She died in August 2017.


Dirk Bogarde – July 1993

The actor had a substantial post-war film career including roles in The Damned and A Bridge Too Far.

He also wrote six novels between 1980 and 1997. In 1984 he was the first Briton to serve as president of the jury at the Cannes Film Festival.


David Frost – July 1994

David Frost came to prominence as host of satirical TV programme That Was The Week That Was back in 1962.

He went on to interview countless high-profile figures for several shows including his long-running morning programme Breakfast With Frost.

He is most famed for his interviews with former US president Richard Nixon interviews, in which the politician for the first time expressed remorse over the Watergate scandal.


Harry Kroto – May 1997

A professor who spent much of his career at Sussex, Kroto was a chemist who jointly found out about molecules of carbon taking the form of hollow spheres or tubes. Called fullerenes, the molecules have since been discovered in space and may have provided seeds for life on Earth.

At the time of his honorary degree, Kroto had just shared the 1996 Nobel Prize in Chemistry.


Jocelyn Bell Burnell – July 1997

Ever wondered why stars sometimes twinkle in the sky? You could say Jocelyn Bell Burnell found out why.

The revered astrophysicist is best known for her discovery of pulsars — rotating neutron stars that appear to “pulse” since the beam of light they emit can only be seen when it faces Earth.

Information shown
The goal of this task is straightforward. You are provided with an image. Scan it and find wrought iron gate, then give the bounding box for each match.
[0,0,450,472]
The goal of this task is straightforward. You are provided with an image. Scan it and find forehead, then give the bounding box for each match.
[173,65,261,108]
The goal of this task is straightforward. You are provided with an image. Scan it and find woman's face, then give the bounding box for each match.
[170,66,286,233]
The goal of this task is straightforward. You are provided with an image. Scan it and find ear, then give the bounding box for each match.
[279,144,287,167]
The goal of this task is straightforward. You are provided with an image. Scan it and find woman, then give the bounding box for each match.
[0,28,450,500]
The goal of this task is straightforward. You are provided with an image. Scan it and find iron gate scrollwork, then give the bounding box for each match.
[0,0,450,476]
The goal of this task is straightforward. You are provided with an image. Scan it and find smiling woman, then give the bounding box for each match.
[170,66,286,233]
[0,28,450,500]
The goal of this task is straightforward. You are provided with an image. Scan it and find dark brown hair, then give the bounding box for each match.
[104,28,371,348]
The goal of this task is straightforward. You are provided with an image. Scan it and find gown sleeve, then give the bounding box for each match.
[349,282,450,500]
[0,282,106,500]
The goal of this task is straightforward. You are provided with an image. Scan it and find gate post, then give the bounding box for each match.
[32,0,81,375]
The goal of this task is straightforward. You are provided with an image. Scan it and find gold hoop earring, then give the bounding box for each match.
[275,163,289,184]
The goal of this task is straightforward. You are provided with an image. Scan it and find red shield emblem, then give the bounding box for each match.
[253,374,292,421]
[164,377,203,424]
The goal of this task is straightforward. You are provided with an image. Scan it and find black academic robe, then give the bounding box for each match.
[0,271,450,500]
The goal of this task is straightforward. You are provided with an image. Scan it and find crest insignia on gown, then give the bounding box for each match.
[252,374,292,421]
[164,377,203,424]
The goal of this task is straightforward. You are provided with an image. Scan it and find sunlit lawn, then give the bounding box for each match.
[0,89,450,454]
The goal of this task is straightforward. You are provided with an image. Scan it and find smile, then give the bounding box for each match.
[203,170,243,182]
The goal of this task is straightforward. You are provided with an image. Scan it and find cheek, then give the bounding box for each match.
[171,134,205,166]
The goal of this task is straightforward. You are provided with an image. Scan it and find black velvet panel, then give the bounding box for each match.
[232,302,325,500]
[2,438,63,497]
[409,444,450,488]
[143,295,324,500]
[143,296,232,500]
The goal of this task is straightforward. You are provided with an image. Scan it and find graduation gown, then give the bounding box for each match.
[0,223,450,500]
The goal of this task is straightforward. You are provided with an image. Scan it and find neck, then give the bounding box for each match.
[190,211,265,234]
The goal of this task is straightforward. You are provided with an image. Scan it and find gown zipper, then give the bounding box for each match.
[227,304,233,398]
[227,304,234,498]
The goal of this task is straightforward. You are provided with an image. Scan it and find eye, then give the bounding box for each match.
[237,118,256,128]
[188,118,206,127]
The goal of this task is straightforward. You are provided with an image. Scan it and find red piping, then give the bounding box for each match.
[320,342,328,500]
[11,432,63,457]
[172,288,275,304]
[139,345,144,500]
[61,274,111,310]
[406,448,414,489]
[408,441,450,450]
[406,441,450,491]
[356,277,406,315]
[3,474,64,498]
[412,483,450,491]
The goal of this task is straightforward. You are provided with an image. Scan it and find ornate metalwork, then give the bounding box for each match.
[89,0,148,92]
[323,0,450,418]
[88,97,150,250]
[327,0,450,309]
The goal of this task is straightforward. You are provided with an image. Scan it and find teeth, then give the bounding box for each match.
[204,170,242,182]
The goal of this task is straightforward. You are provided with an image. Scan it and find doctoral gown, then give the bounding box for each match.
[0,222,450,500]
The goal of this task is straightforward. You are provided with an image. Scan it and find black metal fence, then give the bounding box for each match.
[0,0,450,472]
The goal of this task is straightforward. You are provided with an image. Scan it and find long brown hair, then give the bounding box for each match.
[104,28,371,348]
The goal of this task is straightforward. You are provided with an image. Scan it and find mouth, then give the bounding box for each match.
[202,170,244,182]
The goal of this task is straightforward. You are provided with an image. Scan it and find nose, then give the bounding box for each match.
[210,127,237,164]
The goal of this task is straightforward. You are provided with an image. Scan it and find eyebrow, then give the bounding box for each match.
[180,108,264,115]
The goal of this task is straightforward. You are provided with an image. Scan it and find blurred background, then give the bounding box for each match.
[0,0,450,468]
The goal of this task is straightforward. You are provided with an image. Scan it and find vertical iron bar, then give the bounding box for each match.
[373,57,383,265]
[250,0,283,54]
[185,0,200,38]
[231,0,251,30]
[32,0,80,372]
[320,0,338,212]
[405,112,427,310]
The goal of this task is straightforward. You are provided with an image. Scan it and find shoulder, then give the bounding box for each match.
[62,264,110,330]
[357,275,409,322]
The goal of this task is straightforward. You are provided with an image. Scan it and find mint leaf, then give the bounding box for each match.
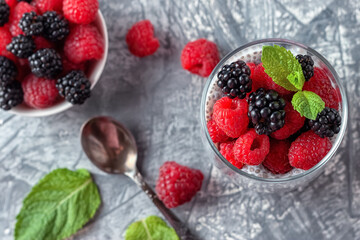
[261,45,305,92]
[125,216,179,240]
[15,169,101,240]
[291,91,325,120]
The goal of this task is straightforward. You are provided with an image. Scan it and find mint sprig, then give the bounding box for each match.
[125,216,179,240]
[261,45,325,120]
[261,45,305,92]
[15,168,101,240]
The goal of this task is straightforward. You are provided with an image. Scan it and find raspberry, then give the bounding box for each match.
[289,131,332,170]
[63,0,99,24]
[308,107,341,138]
[22,74,59,109]
[34,37,54,51]
[0,27,17,62]
[262,139,292,174]
[64,25,104,63]
[220,141,244,169]
[207,119,230,143]
[126,20,160,57]
[213,97,249,138]
[0,81,23,111]
[181,38,220,77]
[251,63,291,96]
[5,0,17,10]
[234,129,270,165]
[303,67,340,110]
[155,162,204,208]
[10,2,36,37]
[271,102,305,140]
[34,0,63,13]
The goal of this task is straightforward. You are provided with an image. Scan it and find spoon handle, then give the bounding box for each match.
[132,172,196,240]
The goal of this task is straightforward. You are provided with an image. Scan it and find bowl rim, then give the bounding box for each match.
[8,10,109,117]
[200,38,348,183]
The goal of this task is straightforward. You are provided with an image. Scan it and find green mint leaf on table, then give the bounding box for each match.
[261,45,305,92]
[125,216,179,240]
[291,91,325,120]
[15,169,101,240]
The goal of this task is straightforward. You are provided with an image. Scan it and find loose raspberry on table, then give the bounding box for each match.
[64,25,105,63]
[289,131,332,170]
[181,38,220,77]
[213,97,249,138]
[303,67,340,110]
[155,162,204,208]
[234,129,270,165]
[22,74,59,109]
[220,141,244,169]
[34,0,63,13]
[207,119,230,143]
[10,2,37,37]
[262,139,292,174]
[63,0,99,24]
[271,102,305,140]
[251,63,291,97]
[0,27,17,62]
[126,20,160,57]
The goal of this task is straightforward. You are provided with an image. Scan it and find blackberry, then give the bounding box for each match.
[43,11,70,41]
[248,88,286,135]
[29,48,62,79]
[307,107,341,138]
[0,81,24,111]
[0,56,17,85]
[296,54,314,81]
[217,60,252,99]
[6,34,36,58]
[56,71,91,104]
[19,12,44,36]
[0,0,10,27]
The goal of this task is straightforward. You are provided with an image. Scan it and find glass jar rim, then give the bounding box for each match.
[200,38,348,183]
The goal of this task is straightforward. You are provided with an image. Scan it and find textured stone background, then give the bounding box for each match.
[0,0,360,240]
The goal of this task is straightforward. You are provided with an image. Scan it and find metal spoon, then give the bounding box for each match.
[81,116,196,240]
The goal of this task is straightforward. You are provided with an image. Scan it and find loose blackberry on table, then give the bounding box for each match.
[19,12,44,36]
[0,56,17,85]
[29,48,62,79]
[248,88,286,135]
[43,11,70,41]
[0,81,24,111]
[56,71,91,104]
[308,107,341,138]
[6,34,36,58]
[296,54,314,81]
[217,60,252,99]
[0,0,10,27]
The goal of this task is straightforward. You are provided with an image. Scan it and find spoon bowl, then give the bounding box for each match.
[80,116,196,240]
[81,116,137,174]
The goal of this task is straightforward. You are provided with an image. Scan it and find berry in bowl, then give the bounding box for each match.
[201,39,348,192]
[0,0,108,117]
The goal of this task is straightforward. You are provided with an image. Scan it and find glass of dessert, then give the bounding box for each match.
[200,39,348,192]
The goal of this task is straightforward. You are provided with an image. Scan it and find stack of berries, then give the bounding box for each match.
[207,48,341,174]
[0,0,104,110]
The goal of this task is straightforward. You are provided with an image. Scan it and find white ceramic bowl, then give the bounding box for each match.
[9,10,109,117]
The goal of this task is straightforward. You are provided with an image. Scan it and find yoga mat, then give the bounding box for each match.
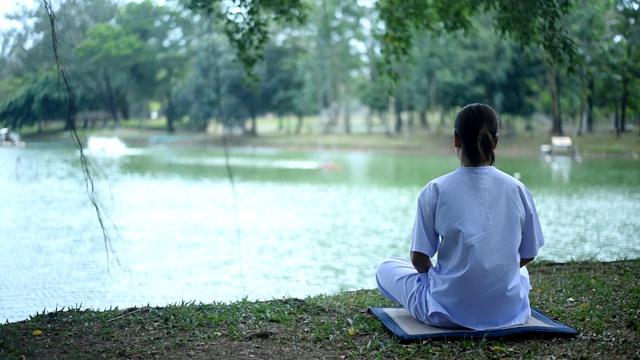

Assignment 1
Copy the part of the biographical sketches starting with "A professor who" and going on through "found out why.", word for word.
Assignment 2
List every person whose name appears in the biographical sketches as a heading together with a month and year.
The items that come after the biographical sketches are not needed here.

Exercise result 1
A professor who spent much of his career at Sussex, Kroto was a chemist who jointly found out about molecules of carbon taking the form of hollow spheres or tubes. Called fullerenes, the molecules have since been discovered in space and may have provided seeds for life on Earth.

At the time of his honorary degree, Kroto had just shared the 1996 Nobel Prize in Chemistry.


Jocelyn Bell Burnell – July 1997

Ever wondered why stars sometimes twinkle in the sky? You could say Jocelyn Bell Burnell found out why.

Exercise result 2
Dirk Bogarde
David Frost
Harry Kroto
Jocelyn Bell Burnell